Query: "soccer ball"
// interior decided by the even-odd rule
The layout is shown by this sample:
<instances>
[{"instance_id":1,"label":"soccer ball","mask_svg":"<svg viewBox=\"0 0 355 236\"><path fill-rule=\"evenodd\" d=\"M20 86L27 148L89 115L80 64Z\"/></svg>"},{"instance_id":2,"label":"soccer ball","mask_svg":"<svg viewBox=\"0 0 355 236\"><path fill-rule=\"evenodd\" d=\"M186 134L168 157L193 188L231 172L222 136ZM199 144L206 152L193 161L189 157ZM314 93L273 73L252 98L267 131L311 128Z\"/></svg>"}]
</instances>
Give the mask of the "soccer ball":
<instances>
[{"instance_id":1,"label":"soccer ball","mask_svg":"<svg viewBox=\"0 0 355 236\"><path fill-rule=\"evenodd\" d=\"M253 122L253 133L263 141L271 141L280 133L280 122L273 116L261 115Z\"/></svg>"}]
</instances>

+--

Required task: Can you edit the data above so that "layout" becomes "format", leaving everything else unchanged?

Solution for this task:
Query: "soccer ball"
// interior decided by the even-odd rule
The format is shown by this sample:
<instances>
[{"instance_id":1,"label":"soccer ball","mask_svg":"<svg viewBox=\"0 0 355 236\"><path fill-rule=\"evenodd\" d=\"M20 86L27 148L89 115L80 64Z\"/></svg>"},{"instance_id":2,"label":"soccer ball","mask_svg":"<svg viewBox=\"0 0 355 236\"><path fill-rule=\"evenodd\" d=\"M186 134L168 157L193 188L231 172L222 136ZM199 144L206 152L193 161L189 157ZM314 93L273 73L252 98L267 131L311 128Z\"/></svg>"}]
</instances>
Give the mask of the "soccer ball":
<instances>
[{"instance_id":1,"label":"soccer ball","mask_svg":"<svg viewBox=\"0 0 355 236\"><path fill-rule=\"evenodd\" d=\"M253 122L253 133L263 141L271 141L280 133L280 122L273 116L261 115Z\"/></svg>"}]
</instances>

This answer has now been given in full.